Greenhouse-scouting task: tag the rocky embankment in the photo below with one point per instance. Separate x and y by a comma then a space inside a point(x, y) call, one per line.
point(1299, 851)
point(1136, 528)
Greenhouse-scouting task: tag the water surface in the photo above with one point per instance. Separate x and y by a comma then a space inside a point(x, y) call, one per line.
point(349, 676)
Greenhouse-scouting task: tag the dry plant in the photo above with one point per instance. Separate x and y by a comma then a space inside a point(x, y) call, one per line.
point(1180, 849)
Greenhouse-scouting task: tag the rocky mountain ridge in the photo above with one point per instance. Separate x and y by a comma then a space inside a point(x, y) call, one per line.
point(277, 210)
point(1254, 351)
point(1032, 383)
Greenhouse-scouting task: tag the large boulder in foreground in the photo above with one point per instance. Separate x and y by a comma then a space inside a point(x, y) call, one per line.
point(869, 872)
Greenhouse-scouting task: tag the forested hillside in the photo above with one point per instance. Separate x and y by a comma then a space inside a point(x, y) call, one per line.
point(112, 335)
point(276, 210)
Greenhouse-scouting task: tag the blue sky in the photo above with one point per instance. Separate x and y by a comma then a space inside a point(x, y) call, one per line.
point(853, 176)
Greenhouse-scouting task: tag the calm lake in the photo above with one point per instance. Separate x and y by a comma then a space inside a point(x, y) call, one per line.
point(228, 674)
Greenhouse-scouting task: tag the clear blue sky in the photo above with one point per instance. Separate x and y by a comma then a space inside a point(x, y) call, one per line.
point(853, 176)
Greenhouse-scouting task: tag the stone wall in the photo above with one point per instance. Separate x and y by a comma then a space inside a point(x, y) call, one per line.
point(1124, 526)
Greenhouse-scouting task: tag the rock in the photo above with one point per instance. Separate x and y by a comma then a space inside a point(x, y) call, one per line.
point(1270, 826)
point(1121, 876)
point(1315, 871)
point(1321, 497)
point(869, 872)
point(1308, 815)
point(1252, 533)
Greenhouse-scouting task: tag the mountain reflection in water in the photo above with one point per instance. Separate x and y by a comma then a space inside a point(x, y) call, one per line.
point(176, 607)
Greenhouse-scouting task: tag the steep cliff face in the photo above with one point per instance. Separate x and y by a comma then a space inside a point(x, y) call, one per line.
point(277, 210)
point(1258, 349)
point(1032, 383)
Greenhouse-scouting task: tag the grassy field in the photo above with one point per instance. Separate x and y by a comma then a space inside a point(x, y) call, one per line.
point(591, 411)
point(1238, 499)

......

▸ Problem details
Write out the records again, exactly as given.

▸ Reply
Greenhouse-scouting task: tag the rocky embankment in the photo below with one point per instance. Separate x and y by a comma then a space inside a point(x, y) call, one per line.
point(1299, 851)
point(1136, 528)
Greenhouse-scouting task: tag the water surface in the photo above with one point per instance. Separate x and y by a comma then a space inside a point(x, y) call, one per line.
point(349, 676)
Greenhouse-scouting task: tag the dry plant in the photo above with one point per instance. Separate x and y by a comma then a space inside a point(x, y) call, one per line.
point(1180, 849)
Greenhouse-scouting task: tag the rocky mountain ridge in the photo above with one point per instance. Separate x and y by a comma then a space inside a point(x, y) call, one per line.
point(277, 210)
point(1254, 351)
point(1032, 383)
Greenhouse-scouting task: tag the large boulder in foreground in the photo above with one point per instance. Separate x and y by a comma then a space inside a point(x, y) call, one per line.
point(869, 872)
Greenhouse-scouting task: tag the forested hillside in the photo above with one point per instance. Separate x and y by a comma then a space inside a point(x, y) call, one per line.
point(112, 335)
point(276, 210)
Greenhouse-scouting task: tag the blue sky in the photo above with one point per instance. Separate x and y by a comma then a space inside a point(x, y) call, one per line.
point(853, 176)
Greenhouse-scouting task: tag the calm lake in the photo above with one point per instance. Separate x and y by a comma then a space inside a point(x, y) call, one per line.
point(228, 674)
Greenhouse-scouting task: tag the clear blue sky in the photo above with one point per instance. Separate x and y by a comma then a space inside a point(x, y) call, one per line.
point(853, 176)
Greenhouse-scouting task: tag the stone wall in the photo above with one point per instance. Separate x and y by a comma then a space inside a point(x, y) call, one per line.
point(1124, 526)
Greenhouse-scouting task: tag the rock in the photo above with one point per instance. Separate x and y by a comma then a space inside a point(x, y) call, one per line.
point(1270, 826)
point(1121, 876)
point(1315, 871)
point(1321, 497)
point(869, 872)
point(1308, 815)
point(1252, 533)
Greenhouse-scouting task: tag the mountain reflection in water in the photo above with one point per instance. Separate x and y by a comma then a space inside a point(x, y) call, one per line.
point(176, 607)
Greenhouse-scouting task: tag the steep cliff face in the photo above with one point per instance. Separate x and y by a comma then a space inside a point(x, y) call, one per line.
point(277, 210)
point(1258, 349)
point(1032, 383)
Greenhouse-scouting task: tag the grassy field in the photo above with one point per instance. Separate x and y by a comma then a space inside a point(x, y) call, one per line.
point(591, 411)
point(1238, 499)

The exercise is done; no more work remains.